Low radioactive concentrations in grain

Low radioactive concentrations in grain

Radiation dose received from grain is low. Most of the radiation dose resulting from grain consumption is caused by radioactive substances naturally occurring in soil.

Today, radioactive substances in domestic grain expose consumers to a small annual average radiation dose of 0.03 millisieverts. The average radiation dose received by Finns from all sources combined is 3.2 millisieverts per year.

The majority of the dose resulting from grain consumption is due to the lead-210, polonium-210, radium-226 and radium-228 isotopes, each of them radioactive substances that are naturally present in soil. The proportion of natural uranium and thorium is very low, approximately one thousandth of the radiation dose caused by radioactive substances in grain.

Many naturally occurring radioactive materials are formed from uranium and thorium present in the earth’s crust. When decaying, they produce other radioactive substances, such as radon, lead-210 and polonium-210 isotopes and radium. From the earth’s crust, they find their way into plants, ground water, air, etc.

Typical activity levels of naturally occurring radioactive materials


2 mBq per kilogram


100 mBq per kilogram

radium-228 and


200 mBq per kilogram


In farm produce, artificial radioactive substance concentrations are very low.  Artificial radioactive materials found in Finland mainly originate from nuclear weapon tests carried out in the 1960s and the Chernobyl nuclear power plant accident in 1986. Cesium-137 and strontium-90, originating from nuclear fallout, account for less than one per cent of the radiation dose caused by radioactive materials in grain, while in the 1960s their proportion was approximately 50 per cent.

The average cesium-137 concentration in farm produce is less than one becquerel per kilogram.

The majority of radioactive materials in grain come from the nature.

▸ **TO DO**: In the text on radioactivity in grain, what annual average radiation dose do radioactive substances in domestic grain give consumers? The material that comes next is separate from the text on radioactivity in grain.

▸ **SOURCE DATA**:

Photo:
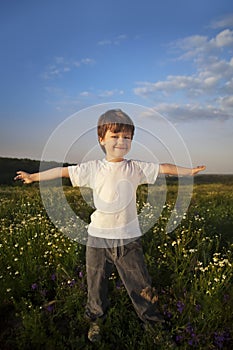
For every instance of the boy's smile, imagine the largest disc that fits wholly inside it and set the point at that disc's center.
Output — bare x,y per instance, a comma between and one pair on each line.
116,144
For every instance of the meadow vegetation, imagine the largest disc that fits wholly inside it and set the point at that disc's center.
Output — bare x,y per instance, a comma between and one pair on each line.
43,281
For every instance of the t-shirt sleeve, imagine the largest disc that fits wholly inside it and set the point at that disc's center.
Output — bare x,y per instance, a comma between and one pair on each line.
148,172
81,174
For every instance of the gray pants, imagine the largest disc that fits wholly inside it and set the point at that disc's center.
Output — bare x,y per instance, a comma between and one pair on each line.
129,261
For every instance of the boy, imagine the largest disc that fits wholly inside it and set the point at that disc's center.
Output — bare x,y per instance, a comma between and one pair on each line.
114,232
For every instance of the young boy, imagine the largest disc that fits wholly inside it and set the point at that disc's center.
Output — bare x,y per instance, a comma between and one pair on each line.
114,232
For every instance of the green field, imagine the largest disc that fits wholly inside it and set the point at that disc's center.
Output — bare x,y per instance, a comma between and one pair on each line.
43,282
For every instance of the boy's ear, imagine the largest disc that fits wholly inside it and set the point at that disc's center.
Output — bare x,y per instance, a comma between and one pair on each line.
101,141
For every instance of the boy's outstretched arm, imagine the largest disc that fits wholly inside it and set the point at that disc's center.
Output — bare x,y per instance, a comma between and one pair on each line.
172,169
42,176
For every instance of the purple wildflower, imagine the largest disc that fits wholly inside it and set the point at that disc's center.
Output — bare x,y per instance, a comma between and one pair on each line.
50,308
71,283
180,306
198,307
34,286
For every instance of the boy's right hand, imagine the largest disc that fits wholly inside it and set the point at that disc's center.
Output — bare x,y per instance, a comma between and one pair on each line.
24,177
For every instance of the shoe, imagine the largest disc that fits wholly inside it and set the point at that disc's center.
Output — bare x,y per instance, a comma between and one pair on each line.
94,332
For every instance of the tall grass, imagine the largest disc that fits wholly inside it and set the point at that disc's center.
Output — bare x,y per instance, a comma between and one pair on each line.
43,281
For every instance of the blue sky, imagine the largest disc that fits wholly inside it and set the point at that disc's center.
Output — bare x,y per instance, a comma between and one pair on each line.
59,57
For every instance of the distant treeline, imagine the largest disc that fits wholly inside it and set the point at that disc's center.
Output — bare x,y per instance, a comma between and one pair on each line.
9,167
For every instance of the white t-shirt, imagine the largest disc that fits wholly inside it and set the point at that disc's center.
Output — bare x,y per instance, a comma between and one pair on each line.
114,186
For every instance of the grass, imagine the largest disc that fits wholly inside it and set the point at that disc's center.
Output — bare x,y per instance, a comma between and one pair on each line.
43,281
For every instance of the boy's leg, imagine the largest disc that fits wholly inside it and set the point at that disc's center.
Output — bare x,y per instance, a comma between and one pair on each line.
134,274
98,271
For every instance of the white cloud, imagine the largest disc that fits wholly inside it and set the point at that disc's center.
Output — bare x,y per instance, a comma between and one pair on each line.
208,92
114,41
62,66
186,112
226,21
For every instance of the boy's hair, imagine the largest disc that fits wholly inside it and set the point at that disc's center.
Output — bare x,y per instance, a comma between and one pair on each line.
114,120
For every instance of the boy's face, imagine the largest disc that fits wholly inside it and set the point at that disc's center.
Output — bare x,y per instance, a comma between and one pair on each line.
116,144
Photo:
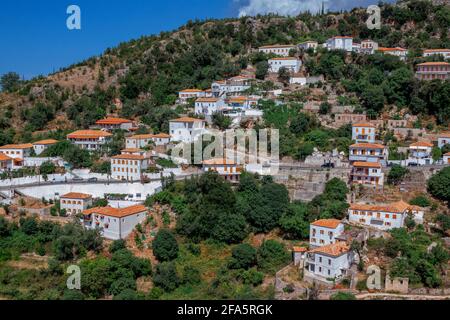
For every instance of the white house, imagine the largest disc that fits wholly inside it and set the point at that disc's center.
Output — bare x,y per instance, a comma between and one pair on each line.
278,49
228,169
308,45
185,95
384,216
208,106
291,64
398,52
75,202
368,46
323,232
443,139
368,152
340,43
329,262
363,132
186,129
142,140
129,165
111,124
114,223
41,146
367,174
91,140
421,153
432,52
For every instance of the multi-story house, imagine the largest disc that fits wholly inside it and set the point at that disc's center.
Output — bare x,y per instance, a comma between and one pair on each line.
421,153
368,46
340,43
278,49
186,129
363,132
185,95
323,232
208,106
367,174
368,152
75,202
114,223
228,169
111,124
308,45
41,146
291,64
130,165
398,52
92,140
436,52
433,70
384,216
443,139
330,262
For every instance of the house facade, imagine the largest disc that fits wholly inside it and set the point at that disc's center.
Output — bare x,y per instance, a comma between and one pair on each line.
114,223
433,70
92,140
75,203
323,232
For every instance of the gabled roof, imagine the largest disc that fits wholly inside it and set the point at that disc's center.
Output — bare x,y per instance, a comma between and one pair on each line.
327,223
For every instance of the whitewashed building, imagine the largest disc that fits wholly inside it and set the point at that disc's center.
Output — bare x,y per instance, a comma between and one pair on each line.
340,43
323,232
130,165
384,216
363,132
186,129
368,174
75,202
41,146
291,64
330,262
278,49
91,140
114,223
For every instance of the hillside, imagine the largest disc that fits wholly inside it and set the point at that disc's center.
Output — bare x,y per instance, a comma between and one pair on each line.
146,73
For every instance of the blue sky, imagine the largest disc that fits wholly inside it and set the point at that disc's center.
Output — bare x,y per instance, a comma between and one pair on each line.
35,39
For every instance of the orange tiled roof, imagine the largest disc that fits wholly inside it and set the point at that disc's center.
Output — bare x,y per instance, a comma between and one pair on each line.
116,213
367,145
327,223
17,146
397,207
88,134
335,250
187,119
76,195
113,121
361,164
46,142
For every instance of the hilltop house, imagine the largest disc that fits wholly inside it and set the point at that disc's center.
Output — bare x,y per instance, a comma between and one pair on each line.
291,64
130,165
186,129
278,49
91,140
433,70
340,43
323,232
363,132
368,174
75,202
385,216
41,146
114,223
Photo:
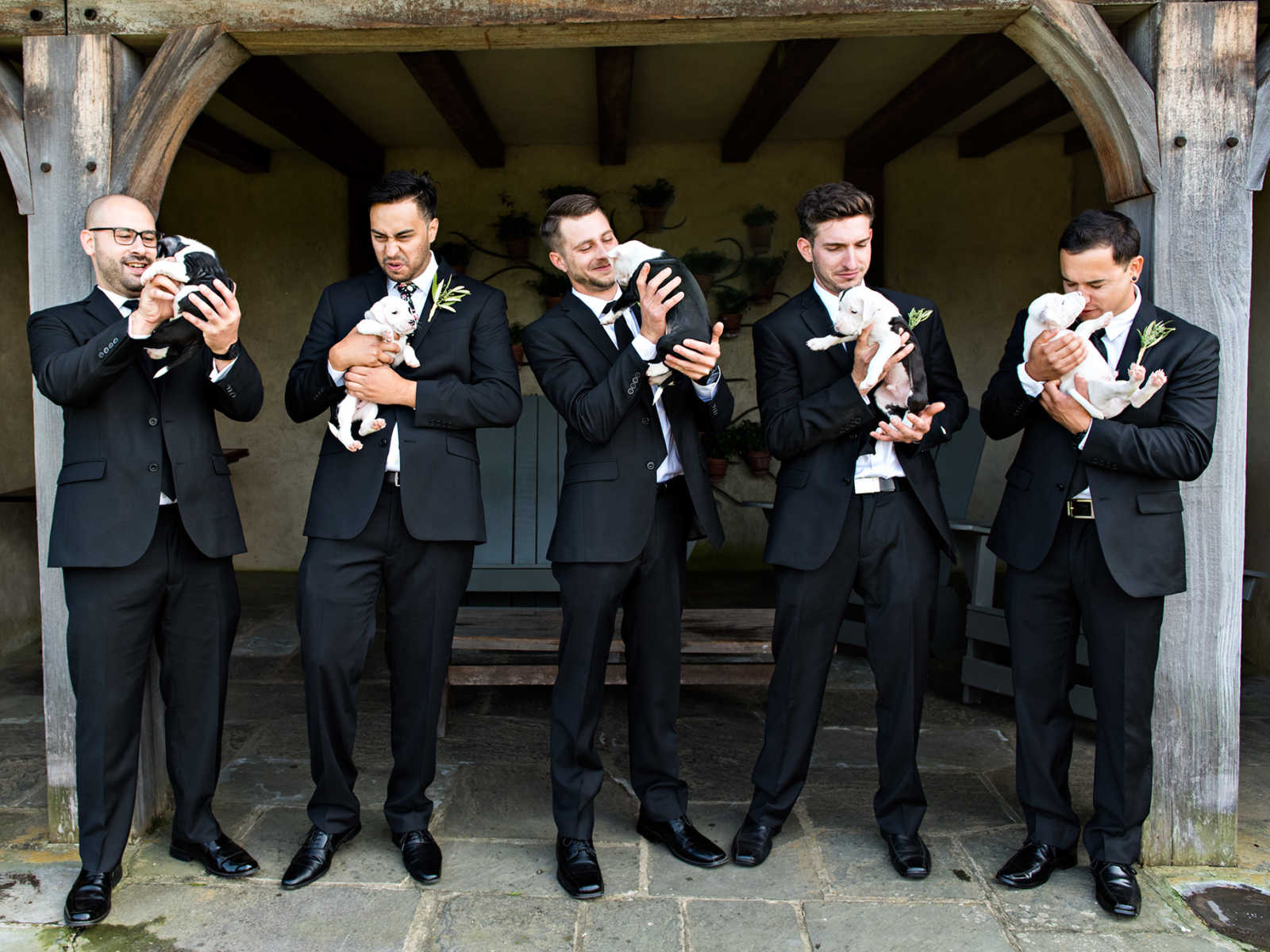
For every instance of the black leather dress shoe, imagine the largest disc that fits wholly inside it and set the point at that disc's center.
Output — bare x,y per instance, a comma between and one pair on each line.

▸ **EXERCISE RESULT**: 0.03 millisieverts